### Requirements
[1] Answer these questions about the sermon:
(a) What words does the sermon quote from verse 13?
(b) Who betrayed King David?
(c) How was King Jesus betrayed by Judas?
[2] Which lines of the records contain the word "hard"? Report each of them in full.

### Text segment
--- START ---

Done faithlessly, all of man’s efforts are done rebelliously.

Christian, before you were saved, you had no good to your name. If you’re here and you’re not a Christian, you have never done anything good.

Will you spend your whole life never having done anything good?

Paul was an unbelieving enemy of Jesus Christ. And so are we all, apart from the gracious work of Jesus.

We are wicked nobodies. Jesus is the Hero. He is the Savior.


We read in verse 13, “But I received mercy.”

And in verse 14, “and the grace of our Lord overflowed for me with the faith and love that are in Christ Jesus.”

Paul deserved the judgement of God to fall upon him, but he received mercy instead. God’s judgement was withheld.

 Paul deserved to get nothing but wrath from God forever, but he received grace instead. God’s favor was generously poured out upon him.

The King against whom he had rebelled was the same King who had died in his place for his sin.

Traitors to the rightful king deserve to die.

Israel’s second-best king, King David, was betrayed by his own son, Absalom. When fleeing from battle against King David, Absalom got caught in the branches of a tree with his own hair. While stuck, he had three spears run straight through his heart. He deserved to die.

King Jesus was betrayed by Judas with a kiss. Judas died like Absalom, hung from a tree, his innards emptied on the ground beneath him. He deserved to die.

But in Paul’s case, though his sin against the King was great, the mercy and grace given by Jesus was greater still.

The King looked upon this treacherous man, this man who knew only rebellion, and said, “I will die for him. His death I will take.”

And in dying for Paul, Jesus supplied overflowing grace for him, securing his transfer out of the armies of Satan and into Christ’s own kingdom.

Dead men in Niddrie don’t need the likes of Joel Osteen telling them how to make every day like a happy Friday. They don’t need YouTube videos motivating them to dig deep and find inspiration within.

Rebels against Jesus don’t need to just get sober and just get a job and just stop beating their wives.

They certainly don’t need to love themselves more.

Sinners like Paul, sinners like us, need a Savior. And Jesus is the Savior of sinners. He is the hero who dies in the place of the villains to rescue them from hell.

The mercy and grace Jesus gave to Paul brought with it faith in Christ and love for Christ, as we see in verse 14.

Whereas before, Paul was Christ’s enemy, now, because of mercy and grace, Paul loves Jesus.

Tell me, do you sit there tonight loving Jesus? Is he the one you love most? That love you have for him is a gift to you from him. Paul didn’t create it in himself, nor have you. It is from Jesus. Thanks be to Christ!

Whereas before, Paul did all in unbelief; now he, by grace, has faith in Jesus.

Do you sit here tonight with your faith resting on Christ? Do you believe he is the Son of God who died and rose again? Are you relying wholly on him for salvation and for leadership through life?

If so, know that the faith you have in Jesus is faith given to you by Jesus. Paul didn’t find his faith on his own. You haven’t come to faith because you have more horse sense than a mule. The faith necessary for salvation, the faith necessary to be right with God forever, has been given to you by the Savior himself, King Jesus. Thanks be to Christ!

If you are not a Christian, know that you need more than anything else what you can’t earn or make or capture. To escape the wrath of King Jesus, you need mercy, grace, faith, and love from King Jesus. Do not leave tonight without begging the Great Giver for it. Beg him as the needy sinner you are and be saved.

--- END ---

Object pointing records
--- START ---

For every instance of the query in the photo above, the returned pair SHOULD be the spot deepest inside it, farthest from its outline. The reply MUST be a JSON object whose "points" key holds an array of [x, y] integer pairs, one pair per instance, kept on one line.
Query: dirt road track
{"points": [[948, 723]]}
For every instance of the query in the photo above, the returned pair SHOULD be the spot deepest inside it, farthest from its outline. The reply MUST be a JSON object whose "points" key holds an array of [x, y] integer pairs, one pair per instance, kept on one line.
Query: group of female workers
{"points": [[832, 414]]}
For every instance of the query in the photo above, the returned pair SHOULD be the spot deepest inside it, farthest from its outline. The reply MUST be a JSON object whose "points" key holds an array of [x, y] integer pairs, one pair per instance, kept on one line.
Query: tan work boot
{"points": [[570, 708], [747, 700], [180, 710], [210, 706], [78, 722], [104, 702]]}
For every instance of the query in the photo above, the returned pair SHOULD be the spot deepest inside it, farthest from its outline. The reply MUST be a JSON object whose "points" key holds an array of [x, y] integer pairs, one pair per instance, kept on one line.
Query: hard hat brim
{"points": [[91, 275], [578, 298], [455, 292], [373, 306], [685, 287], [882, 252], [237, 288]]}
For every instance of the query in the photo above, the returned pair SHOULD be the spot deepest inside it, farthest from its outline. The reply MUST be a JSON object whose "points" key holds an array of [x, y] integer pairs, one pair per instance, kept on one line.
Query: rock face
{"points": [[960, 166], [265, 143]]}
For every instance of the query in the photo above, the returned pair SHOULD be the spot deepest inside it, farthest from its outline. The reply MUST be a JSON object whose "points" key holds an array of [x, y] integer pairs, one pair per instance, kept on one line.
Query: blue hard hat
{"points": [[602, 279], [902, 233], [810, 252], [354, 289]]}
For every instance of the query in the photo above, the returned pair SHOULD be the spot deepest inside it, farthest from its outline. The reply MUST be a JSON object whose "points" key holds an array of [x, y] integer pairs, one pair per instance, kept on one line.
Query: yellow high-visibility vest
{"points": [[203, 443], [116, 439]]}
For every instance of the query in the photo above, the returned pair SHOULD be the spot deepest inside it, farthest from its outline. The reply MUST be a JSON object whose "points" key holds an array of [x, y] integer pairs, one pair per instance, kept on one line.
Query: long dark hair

--- END ---

### Results for the exercise
[1]
(a) "But I received mercy."
(b) His own son, Absalom.
(c) With a kiss.

[2]
Query: hard hat brim
Query: blue hard hat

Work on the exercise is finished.